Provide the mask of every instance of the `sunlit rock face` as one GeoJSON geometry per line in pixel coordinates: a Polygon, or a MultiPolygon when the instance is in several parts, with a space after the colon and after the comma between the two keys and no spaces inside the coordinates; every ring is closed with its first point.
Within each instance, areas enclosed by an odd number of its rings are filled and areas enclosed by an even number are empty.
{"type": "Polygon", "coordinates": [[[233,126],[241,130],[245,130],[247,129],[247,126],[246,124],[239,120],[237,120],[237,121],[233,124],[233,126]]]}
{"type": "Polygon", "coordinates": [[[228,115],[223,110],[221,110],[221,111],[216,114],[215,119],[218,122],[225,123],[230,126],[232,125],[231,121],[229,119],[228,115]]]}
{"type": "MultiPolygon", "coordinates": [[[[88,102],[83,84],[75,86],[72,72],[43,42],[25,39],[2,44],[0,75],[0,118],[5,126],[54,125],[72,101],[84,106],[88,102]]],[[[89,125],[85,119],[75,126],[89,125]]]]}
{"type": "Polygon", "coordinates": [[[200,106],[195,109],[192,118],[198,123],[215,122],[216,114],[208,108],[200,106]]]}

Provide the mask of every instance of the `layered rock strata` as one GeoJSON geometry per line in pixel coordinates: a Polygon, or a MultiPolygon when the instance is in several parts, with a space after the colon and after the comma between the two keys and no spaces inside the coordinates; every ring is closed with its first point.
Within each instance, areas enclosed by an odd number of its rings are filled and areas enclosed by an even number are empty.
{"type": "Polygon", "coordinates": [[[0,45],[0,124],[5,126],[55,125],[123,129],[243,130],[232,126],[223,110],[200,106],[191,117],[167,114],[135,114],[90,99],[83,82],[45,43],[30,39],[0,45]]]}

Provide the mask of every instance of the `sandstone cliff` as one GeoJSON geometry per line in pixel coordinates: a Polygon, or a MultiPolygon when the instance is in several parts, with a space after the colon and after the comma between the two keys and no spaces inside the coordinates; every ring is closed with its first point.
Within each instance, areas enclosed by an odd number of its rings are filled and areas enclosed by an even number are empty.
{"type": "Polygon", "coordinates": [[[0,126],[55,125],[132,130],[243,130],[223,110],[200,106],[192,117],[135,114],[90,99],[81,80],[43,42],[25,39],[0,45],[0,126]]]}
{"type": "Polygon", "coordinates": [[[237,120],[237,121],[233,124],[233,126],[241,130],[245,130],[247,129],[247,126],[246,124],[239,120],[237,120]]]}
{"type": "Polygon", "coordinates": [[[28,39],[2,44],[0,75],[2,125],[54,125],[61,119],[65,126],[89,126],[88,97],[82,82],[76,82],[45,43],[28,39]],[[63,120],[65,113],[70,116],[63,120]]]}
- - - - - - -
• _WHAT IS REQUIRED_:
Which lines of the entries above contain the word "after"? Copy out each of those lines in full.

• _RESULT BELOW_:
Provide the mask of every instance of the `sunlit rock face` as one GeoJSON geometry per line in pixel coordinates: a Polygon, or a MultiPolygon when the instance is in several parts, with a space after the colon and after the comma between the two keys and no spaces inside the coordinates; every ring is closed with its first point.
Provide the mask of every instance of the `layered rock strata` as one GeoJSON geometry per line in pixel coordinates: a Polygon, or a MultiPolygon when the instance is in several parts, with a space after the colon and after the comma between the two keys and no spaces inside the coordinates; every ring is closed with its first point.
Provide the mask of every instance of the `sandstone cliff` as one GeoJSON geometry per line in pixel coordinates: a Polygon, or a MultiPolygon when the instance is in several parts, with a space after the colon and after the comma between the two keys and no spaces inside the coordinates; every ring is closed with its first point.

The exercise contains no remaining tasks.